*Exercise details*
Count the lines in the records below that contain the word "vegetation". Give only the number.

*Extracted material*
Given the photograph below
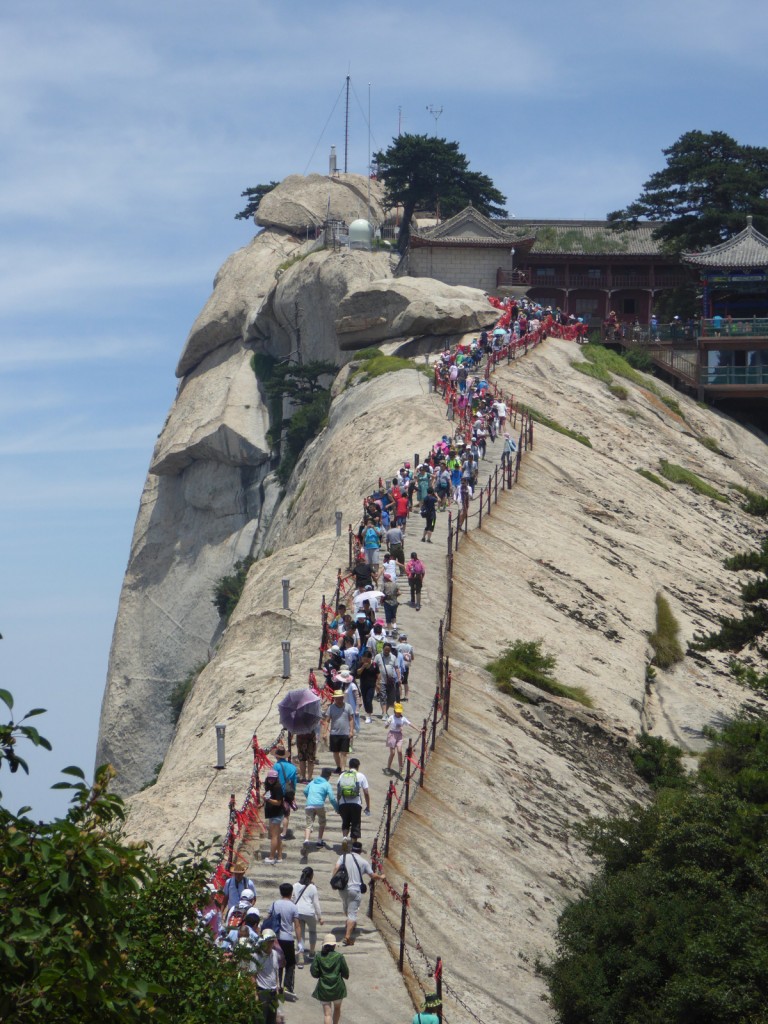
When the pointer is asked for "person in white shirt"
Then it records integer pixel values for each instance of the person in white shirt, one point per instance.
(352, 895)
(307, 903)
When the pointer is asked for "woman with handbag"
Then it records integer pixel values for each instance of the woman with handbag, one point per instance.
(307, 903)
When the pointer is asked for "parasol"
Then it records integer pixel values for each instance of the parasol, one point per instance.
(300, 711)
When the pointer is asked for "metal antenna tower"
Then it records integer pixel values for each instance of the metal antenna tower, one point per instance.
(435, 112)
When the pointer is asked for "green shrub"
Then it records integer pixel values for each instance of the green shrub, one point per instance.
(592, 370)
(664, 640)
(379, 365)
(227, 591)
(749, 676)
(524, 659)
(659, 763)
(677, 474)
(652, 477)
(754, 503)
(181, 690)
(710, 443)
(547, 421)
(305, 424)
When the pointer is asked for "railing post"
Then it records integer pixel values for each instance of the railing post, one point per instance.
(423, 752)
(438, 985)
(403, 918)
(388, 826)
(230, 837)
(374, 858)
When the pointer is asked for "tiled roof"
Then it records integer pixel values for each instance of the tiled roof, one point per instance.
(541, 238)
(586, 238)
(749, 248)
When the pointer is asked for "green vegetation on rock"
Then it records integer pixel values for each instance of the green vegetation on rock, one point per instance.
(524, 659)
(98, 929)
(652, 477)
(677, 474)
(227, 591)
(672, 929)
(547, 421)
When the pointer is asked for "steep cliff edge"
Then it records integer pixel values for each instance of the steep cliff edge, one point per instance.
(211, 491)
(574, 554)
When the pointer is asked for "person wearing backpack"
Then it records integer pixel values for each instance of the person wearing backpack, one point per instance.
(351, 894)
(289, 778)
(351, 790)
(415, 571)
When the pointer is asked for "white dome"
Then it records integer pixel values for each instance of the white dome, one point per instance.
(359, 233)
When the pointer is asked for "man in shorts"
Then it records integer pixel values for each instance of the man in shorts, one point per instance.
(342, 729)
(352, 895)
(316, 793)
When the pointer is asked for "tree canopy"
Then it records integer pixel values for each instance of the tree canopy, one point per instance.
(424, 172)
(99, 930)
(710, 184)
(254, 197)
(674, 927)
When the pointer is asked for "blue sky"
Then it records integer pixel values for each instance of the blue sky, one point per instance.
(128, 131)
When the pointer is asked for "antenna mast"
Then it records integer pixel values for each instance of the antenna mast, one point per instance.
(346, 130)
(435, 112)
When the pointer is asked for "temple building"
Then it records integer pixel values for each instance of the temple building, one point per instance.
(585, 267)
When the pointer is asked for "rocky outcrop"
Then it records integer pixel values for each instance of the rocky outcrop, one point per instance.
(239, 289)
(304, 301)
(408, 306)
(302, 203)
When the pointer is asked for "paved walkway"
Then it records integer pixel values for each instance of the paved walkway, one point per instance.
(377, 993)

*Answer to this problem*
2